- **Study text**:
The most favourable demographic dividend period for MENA is between now and 2040, when an unprecedentedly large proportion of its population will transition into their most productive years and the dependency ratio is predicted to be the lowest.
This temporary lowering of the dependency ratio of the population has the potential to increase shared wealth and facilitate an expansion of opportunities for all – but only under certain conditions, said UNICEF in its report ‘MENA Generation 2030’.
Children and young people (aged 0-24 years) in MENA currently account for nearly half of the region’s population and have the potential to become agents of change, acting for a more prosperous and stable future and playing their part in reaping the demographic dividend. But unleashing this potential requires urgent and significant investment to create opportunities for meaningful learning, social engagement and work, all of which are currently limited, particularly for young women and the most vulnerable.
Due to a rapidly growing elderly population across the region, the window of opportunity to benefit from the demographic dividend will begin to close in the second half of the century, the report said.
A favourable age structure is essential. Other prerequisites for realising a demographic dividend include political and social stability; inclusive and equitable economic and social policies; and expanded employment opportunities.

[Saved entries]
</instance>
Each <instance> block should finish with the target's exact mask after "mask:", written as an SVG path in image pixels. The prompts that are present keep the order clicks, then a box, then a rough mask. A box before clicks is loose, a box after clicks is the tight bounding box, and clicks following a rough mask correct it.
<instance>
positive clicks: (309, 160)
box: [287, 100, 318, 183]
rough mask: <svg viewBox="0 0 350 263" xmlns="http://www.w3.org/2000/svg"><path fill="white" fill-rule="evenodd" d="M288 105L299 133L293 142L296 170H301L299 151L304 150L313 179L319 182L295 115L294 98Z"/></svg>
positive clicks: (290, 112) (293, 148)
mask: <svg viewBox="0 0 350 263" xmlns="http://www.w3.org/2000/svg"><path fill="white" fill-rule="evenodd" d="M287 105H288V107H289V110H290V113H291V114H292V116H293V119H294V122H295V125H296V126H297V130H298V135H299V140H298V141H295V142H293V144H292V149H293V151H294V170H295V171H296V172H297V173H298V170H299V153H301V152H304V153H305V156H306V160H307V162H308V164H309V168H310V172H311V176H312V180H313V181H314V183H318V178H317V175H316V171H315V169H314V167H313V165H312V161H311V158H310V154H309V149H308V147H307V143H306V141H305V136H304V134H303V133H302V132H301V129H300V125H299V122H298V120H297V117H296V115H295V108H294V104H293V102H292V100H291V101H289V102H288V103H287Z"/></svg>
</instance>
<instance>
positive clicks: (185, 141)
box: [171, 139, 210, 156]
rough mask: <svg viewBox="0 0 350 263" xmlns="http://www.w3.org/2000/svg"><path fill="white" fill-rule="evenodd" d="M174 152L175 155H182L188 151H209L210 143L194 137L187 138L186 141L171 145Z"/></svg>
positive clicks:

- **Tasks to complete**:
(1) Answer these questions about the text on MENA's demographic dividend.
(a) Until what year does the most favorable demographic dividend period for MENA last?
(b) What age range does the text give for children and young people?
(c) According to the report, when will the window of opportunity to benefit from the demographic dividend begin to close?
(2) Repeat the part of the text on MENA's demographic dividend starting with "Children and young" and going on through "the report said.".

- **Task-by-task answers**:
(1)
(a) 2040
(b) 0-24 years
(c) In the second half of the century

(2)
Children and young people (aged 0-24 years) in MENA currently account for nearly half of the region’s population and have the potential to become agents of change, acting for a more prosperous and stable future and playing their part in reaping the demographic dividend. But unleashing this potential requires urgent and significant investment to create opportunities for meaningful learning, social engagement and work, all of which are currently limited, particularly for young women and the most vulnerable.
Due to a rapidly growing elderly population across the region, the window of opportunity to benefit from the demographic dividend will begin to close in the second half of the century, the report said.